> **Passage**
%%
From zines to paying every staffer $84K: How LA Public Press is trying to do local news differently

“I don’t think there’s a circumstance where if you can just twist the dials the right way it’s going to unlock lots and lots of earned revenue from a big subscriber base.”

If you’ve followed any LA media news in the last few months, chances are the news you’ve read has been bleak. In January, the Los Angeles Times — an outlet that, just a few years ago, had looked like a beacon of hope and innovation bolstered by a billionaire owner willing to invest tens of millionslaid off more than 100 people, disproportionately employees of color. And just this month, the publication outsourced its print production, closing its historic printing plant as “paying rent has become untenable.”

It’s less likely you’ve heard of the much smaller, younger Los Angeles Public Press. The digital-native, nonprofit local news outlet began to take shape in 2022, when founder Matt Tinoco, disillusioned by his work in established media, took the first steps to create a new local news source for his hometown.

When Tinoco decided to quit his job covering housing insecurity and homelessness at a local radio station in late 2020, he “was out of gas, and close to falling off the burnout cliff,” he recalled in a publisher’s note last March. What was bothering Tinoco more than anything, he wrote in that note, was that the pressures of his job didn’t allow him to do the deeper, more community-centered reporting he believed in the most. “There was always a press conference to cover or a politician’s reaction-quote to harvest, vacuuming up any space in my day to work on the deeper stuff,” he wrote. “I couldn’t match my vision of journalism with the daily reality of what I was being asked to do.”
%%
[Entries drawn from a collection]
%%
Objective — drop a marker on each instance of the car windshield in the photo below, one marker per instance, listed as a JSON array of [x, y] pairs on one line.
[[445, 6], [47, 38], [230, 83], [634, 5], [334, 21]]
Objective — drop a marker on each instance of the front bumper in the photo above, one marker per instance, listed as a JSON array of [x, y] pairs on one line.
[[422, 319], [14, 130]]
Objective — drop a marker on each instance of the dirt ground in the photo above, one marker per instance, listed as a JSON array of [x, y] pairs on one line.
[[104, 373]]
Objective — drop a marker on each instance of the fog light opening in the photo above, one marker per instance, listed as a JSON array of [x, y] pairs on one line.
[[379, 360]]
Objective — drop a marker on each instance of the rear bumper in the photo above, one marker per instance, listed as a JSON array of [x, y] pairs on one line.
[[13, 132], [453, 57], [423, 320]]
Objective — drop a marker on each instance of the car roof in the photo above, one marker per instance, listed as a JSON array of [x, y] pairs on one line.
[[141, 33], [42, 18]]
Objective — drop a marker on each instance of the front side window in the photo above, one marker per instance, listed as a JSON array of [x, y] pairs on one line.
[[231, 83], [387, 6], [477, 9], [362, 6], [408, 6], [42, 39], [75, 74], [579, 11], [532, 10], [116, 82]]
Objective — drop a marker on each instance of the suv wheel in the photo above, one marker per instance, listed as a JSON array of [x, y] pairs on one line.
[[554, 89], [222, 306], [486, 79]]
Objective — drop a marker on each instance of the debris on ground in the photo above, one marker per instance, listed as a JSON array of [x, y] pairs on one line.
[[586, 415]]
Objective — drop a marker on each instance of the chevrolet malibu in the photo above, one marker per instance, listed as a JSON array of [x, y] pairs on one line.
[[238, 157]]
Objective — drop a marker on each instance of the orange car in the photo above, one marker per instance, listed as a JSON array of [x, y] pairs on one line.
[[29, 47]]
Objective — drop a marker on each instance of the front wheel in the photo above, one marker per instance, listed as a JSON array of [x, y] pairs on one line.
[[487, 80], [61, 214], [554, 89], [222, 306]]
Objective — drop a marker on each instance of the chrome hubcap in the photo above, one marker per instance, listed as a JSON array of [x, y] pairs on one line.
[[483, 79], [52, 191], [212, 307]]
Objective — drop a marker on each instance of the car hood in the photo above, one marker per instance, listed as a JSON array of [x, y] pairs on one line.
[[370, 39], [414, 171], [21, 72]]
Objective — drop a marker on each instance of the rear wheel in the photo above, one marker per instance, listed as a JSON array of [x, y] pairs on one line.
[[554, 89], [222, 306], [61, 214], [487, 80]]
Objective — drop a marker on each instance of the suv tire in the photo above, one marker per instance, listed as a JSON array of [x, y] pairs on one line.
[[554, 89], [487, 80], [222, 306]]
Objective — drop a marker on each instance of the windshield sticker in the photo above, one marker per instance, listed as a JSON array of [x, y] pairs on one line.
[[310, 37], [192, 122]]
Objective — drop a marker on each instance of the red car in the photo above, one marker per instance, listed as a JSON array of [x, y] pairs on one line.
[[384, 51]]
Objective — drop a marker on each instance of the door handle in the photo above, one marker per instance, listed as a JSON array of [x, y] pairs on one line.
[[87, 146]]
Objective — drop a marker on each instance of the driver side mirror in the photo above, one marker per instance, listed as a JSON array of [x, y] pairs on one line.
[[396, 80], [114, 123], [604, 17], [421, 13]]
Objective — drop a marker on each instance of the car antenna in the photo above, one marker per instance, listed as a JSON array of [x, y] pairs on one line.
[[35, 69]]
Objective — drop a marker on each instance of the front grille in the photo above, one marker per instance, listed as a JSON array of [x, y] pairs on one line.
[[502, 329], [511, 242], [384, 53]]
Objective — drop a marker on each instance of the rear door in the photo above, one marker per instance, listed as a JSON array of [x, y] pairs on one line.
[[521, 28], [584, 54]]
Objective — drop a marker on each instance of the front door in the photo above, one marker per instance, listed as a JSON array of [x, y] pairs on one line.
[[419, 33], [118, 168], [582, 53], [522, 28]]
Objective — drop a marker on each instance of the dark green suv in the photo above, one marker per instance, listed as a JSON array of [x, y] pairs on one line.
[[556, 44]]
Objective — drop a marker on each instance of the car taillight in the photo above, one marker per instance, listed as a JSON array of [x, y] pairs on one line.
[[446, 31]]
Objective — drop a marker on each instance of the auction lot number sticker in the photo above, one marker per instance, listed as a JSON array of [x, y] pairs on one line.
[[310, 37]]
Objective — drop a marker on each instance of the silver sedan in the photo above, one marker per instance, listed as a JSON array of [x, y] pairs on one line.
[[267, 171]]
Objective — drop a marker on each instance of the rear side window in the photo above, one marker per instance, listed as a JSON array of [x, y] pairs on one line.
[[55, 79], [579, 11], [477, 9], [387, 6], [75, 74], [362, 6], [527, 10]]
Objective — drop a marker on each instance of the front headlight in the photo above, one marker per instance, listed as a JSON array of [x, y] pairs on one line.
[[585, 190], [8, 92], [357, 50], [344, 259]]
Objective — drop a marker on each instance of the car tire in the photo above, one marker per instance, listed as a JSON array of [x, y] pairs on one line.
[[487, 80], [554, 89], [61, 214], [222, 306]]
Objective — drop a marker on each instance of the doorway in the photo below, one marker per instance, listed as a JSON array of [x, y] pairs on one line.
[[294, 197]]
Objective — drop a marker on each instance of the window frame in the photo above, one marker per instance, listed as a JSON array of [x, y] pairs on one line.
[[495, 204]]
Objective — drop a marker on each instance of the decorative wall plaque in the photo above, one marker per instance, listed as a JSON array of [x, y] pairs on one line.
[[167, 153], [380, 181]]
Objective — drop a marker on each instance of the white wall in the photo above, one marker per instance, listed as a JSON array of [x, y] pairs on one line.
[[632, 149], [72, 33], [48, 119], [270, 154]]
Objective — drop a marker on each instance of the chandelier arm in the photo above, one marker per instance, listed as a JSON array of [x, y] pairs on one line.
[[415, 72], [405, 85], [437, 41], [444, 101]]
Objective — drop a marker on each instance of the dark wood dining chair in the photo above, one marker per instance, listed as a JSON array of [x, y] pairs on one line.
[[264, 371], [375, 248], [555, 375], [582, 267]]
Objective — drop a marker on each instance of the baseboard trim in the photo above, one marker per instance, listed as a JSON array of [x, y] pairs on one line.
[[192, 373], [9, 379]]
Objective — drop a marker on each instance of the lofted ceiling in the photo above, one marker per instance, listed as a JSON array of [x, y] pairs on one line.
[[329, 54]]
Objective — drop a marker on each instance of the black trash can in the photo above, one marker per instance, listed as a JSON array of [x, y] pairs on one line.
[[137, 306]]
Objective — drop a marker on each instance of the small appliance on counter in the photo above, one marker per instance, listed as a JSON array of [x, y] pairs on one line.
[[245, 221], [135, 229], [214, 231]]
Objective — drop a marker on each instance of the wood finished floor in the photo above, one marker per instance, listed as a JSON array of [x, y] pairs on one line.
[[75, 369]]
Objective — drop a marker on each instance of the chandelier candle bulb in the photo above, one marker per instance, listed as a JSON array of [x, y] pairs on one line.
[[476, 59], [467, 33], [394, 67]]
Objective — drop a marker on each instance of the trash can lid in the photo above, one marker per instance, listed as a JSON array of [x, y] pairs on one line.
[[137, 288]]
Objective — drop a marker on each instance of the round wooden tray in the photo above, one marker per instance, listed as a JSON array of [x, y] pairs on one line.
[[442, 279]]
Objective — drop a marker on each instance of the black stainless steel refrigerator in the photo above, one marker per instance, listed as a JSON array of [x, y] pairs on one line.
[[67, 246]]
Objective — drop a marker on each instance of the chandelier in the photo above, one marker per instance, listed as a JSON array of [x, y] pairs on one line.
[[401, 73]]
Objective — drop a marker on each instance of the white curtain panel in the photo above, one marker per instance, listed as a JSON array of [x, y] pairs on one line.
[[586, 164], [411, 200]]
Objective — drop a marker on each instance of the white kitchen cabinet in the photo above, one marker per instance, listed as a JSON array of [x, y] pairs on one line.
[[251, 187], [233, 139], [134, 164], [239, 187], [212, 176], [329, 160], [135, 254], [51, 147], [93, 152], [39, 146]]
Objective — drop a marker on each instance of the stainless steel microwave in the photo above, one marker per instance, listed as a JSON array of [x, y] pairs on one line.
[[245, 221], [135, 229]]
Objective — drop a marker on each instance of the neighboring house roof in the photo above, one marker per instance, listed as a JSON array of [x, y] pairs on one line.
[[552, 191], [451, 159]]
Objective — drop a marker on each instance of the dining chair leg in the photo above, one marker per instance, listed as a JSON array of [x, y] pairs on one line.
%%
> **Set exercise A**
In the article on LA Public Press, what was Matt Tinoco's job before he quit in late 2020?
> **Set exercise B**
Pick up the article on LA Public Press after its final sentence and carry it forward.

> **Written reply A**
He covered housing insecurity and homelessness at a local radio station.

> **Written reply B**
Tinoco envisioned LA Public Press as a muckraking, community-oriented and serving publication that, in some ways, takes pride in explicitly distinguishing itself from legacy news outlets. “Legacy media has long erased most of us, and treated the consequential decisions that affect us like a spectator sport,” LA Public Press states on its about page. Since it began publishing stories in early 2023, the outlet has covered issues that affect everyday Angelenos, with a focus on undercovered communities (including residents of southeast Los Angeles) through a service journalism lens — issues such as housing, the environment, transportation, public safety, and local government, as well as reporting that celebrates community and culture. On one day last week, the website featured stories about local elections, an overturned eviction (a rarity), an Echo Park mural, and explanatory journalism about how to report complaints about the cleanup process for lead pollution from a recycling plant. The outlet publishes around three to five original stories per week and has a full-time staff of eight journalists. All full-time employees make the same annual salary — $84,000.

LA Public Press’ reporting is driven by a civic mission to try to help residents better understand the systemic challenges facing their city, with the goal of equipping them to move closer to concrete solutions. “Addressing our existential issues — homelessness, pollution, global warming, policing, justice, corruption, transportation, housing, public health writ large — requires an ability to communicate with our neighbors,” Tinoco wrote in a post last week reflecting on the outlet’s first 14 months of coverage. “Only through a common understanding of the challenges we face can we consider what we must do, and plan for what we will do.”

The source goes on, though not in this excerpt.